##### BLOC DE TEXTE

Dans sa dernière réunion consacrée, dans la hâte cette semaine, l'Organisation mondiale de la santé a laissé entendre qu'elle réfléchissait sérieusement pour recommander à l'Arabie Saoudite de surseoir au pèlerinage à La Mecque cette année. Consciente des conséquences qui découleraient d'une telle annulation, la suggestion reste au stade de la réflexion car on ignore encore jusqu'où s'étendraient les graves effets tentaculaires de l'épidémie.

Prévu dans cinq mois, le grand rassemblement de plus de dix millions de fidèles a encore du temps devant lui pour une observation et un suivi sereins de la suite des événements.

Malgré toutes les mesures draconiennes engagées par l'ensemble des pays de la planète, nul n'est en mesure de savoir si l'épidémie entamera un recul ou au contraire une progression, mais en attendant les listes des populations contaminées s'allongent et le nombre des décès augmente de jour en jour.

##########
##### EXTRAITS DE DONNÉES

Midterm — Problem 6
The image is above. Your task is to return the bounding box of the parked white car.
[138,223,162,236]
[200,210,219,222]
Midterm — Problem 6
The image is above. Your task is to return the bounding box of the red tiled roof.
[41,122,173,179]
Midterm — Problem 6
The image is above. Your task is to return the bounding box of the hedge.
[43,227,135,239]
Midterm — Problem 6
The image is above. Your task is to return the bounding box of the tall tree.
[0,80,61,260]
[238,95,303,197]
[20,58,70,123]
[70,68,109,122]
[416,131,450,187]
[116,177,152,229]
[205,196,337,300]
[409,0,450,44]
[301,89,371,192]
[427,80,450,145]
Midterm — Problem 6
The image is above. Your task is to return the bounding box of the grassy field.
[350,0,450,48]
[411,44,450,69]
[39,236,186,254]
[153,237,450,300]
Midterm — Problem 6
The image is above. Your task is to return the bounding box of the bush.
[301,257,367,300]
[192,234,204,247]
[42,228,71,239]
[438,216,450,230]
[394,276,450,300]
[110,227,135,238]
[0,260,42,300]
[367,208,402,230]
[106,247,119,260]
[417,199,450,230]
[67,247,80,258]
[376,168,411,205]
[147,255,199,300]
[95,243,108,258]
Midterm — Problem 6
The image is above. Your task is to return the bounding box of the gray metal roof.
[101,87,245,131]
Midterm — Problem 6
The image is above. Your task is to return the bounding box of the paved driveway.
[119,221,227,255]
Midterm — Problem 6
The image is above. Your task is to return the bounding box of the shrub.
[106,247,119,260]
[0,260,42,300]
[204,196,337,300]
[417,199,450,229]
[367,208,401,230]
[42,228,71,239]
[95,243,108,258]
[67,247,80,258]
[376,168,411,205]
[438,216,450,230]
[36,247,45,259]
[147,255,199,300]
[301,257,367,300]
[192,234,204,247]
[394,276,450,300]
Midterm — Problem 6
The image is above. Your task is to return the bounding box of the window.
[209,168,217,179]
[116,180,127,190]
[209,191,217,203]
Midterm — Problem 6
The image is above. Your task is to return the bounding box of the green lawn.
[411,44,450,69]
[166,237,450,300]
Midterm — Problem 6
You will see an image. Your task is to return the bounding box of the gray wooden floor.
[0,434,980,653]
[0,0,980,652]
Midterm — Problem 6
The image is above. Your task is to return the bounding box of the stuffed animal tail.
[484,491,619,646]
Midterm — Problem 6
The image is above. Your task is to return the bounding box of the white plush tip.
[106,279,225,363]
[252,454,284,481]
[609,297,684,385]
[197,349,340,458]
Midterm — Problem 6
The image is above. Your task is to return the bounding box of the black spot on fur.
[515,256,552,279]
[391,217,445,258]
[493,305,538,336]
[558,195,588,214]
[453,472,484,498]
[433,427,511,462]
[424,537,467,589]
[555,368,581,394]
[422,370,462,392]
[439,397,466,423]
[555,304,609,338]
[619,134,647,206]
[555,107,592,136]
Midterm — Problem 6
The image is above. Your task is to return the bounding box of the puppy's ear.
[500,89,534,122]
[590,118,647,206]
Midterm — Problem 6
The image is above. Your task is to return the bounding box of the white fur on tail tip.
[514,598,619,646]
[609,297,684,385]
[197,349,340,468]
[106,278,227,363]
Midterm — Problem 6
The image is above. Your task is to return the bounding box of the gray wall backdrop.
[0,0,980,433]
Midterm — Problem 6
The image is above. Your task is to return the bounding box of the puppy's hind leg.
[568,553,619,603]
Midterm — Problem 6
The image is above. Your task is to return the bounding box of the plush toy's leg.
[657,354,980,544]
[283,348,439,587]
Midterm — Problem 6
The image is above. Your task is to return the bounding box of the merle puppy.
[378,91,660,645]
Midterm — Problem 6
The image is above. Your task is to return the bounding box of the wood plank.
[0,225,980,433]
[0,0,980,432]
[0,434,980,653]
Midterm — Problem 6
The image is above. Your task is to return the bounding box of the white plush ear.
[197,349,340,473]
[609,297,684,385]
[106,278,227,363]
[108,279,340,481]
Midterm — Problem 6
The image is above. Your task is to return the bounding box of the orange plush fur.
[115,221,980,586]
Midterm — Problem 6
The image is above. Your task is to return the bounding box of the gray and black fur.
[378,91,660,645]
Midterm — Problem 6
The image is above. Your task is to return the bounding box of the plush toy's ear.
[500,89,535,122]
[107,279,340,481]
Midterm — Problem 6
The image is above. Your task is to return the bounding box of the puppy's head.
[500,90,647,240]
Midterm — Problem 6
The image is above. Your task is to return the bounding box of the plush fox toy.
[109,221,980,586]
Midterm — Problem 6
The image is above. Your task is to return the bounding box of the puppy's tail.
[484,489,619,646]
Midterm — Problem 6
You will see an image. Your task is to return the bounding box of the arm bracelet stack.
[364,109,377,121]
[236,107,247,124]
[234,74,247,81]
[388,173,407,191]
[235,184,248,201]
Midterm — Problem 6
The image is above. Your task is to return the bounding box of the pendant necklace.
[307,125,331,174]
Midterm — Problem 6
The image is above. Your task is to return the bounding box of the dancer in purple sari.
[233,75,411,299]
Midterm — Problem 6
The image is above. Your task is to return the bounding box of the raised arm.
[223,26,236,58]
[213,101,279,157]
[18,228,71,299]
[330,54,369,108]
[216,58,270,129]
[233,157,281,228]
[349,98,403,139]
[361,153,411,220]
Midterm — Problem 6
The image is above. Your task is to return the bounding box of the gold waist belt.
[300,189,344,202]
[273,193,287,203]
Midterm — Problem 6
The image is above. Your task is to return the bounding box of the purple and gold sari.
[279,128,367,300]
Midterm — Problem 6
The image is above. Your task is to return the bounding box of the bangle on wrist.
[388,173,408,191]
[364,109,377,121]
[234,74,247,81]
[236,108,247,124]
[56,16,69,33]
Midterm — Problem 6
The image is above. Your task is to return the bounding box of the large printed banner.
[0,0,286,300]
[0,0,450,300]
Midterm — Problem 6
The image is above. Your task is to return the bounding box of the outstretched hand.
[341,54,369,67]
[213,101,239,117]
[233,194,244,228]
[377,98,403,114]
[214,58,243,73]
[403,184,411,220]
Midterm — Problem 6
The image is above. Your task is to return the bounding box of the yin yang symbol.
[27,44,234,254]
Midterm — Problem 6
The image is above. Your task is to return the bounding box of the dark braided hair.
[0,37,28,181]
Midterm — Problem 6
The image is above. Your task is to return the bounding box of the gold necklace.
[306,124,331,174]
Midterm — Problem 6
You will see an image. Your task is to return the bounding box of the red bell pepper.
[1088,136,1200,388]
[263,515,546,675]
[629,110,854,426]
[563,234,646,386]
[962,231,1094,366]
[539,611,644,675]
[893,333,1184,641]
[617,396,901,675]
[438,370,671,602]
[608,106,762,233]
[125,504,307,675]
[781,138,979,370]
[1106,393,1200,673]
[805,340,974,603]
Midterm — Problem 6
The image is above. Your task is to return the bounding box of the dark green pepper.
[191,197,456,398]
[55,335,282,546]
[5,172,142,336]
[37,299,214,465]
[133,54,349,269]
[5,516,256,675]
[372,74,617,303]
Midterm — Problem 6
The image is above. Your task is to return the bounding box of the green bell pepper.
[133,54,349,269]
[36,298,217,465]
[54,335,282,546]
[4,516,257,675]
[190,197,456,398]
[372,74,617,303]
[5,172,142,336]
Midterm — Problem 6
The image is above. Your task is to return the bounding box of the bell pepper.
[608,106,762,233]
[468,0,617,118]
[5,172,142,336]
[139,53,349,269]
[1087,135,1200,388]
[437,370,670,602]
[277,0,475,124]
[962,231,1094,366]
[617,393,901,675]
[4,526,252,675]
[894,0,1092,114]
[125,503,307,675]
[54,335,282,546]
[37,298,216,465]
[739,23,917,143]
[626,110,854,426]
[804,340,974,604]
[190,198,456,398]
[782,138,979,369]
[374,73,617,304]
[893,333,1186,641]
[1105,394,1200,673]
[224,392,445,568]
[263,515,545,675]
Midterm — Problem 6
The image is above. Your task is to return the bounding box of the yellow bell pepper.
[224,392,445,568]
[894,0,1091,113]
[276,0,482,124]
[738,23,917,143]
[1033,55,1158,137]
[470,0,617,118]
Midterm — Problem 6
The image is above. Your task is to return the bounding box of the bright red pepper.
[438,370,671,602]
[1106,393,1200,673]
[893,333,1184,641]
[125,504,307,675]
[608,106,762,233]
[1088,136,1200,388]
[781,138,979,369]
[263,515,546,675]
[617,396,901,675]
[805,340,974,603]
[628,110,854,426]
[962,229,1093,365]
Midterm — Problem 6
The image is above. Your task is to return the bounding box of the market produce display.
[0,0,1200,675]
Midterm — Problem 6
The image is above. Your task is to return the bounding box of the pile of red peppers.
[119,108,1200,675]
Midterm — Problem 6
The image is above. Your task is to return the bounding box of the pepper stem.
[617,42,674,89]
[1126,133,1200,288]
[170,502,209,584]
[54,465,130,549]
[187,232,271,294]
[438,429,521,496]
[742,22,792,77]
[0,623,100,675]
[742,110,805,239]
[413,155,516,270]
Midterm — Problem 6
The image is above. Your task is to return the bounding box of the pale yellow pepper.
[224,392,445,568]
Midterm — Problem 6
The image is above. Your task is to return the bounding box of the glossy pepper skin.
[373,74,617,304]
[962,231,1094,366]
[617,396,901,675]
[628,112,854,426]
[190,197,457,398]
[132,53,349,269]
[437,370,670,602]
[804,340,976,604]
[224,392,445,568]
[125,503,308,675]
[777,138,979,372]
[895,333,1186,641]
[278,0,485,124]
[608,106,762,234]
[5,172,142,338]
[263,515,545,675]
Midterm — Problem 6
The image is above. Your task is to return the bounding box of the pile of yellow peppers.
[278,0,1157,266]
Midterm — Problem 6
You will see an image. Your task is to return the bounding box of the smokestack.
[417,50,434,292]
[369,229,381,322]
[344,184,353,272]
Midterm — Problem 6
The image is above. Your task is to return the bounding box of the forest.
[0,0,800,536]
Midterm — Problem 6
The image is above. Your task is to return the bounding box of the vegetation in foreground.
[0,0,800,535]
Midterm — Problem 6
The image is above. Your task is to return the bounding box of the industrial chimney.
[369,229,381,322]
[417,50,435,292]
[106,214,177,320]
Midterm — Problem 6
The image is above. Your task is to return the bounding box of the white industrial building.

##########

*VOTRE CONSIGNE*:
Restituez à l'identique le passage du texte sur le pèlerinage à La Mecque qui s'ouvre sur les mots « Prévu dans cinq » et s'achève sur « suite des événements. ».

*RÉPONSE*:
Prévu dans cinq mois, le grand rassemblement de plus de dix millions de fidèles a encore du temps devant lui pour une observation et un suivi sereins de la suite des événements.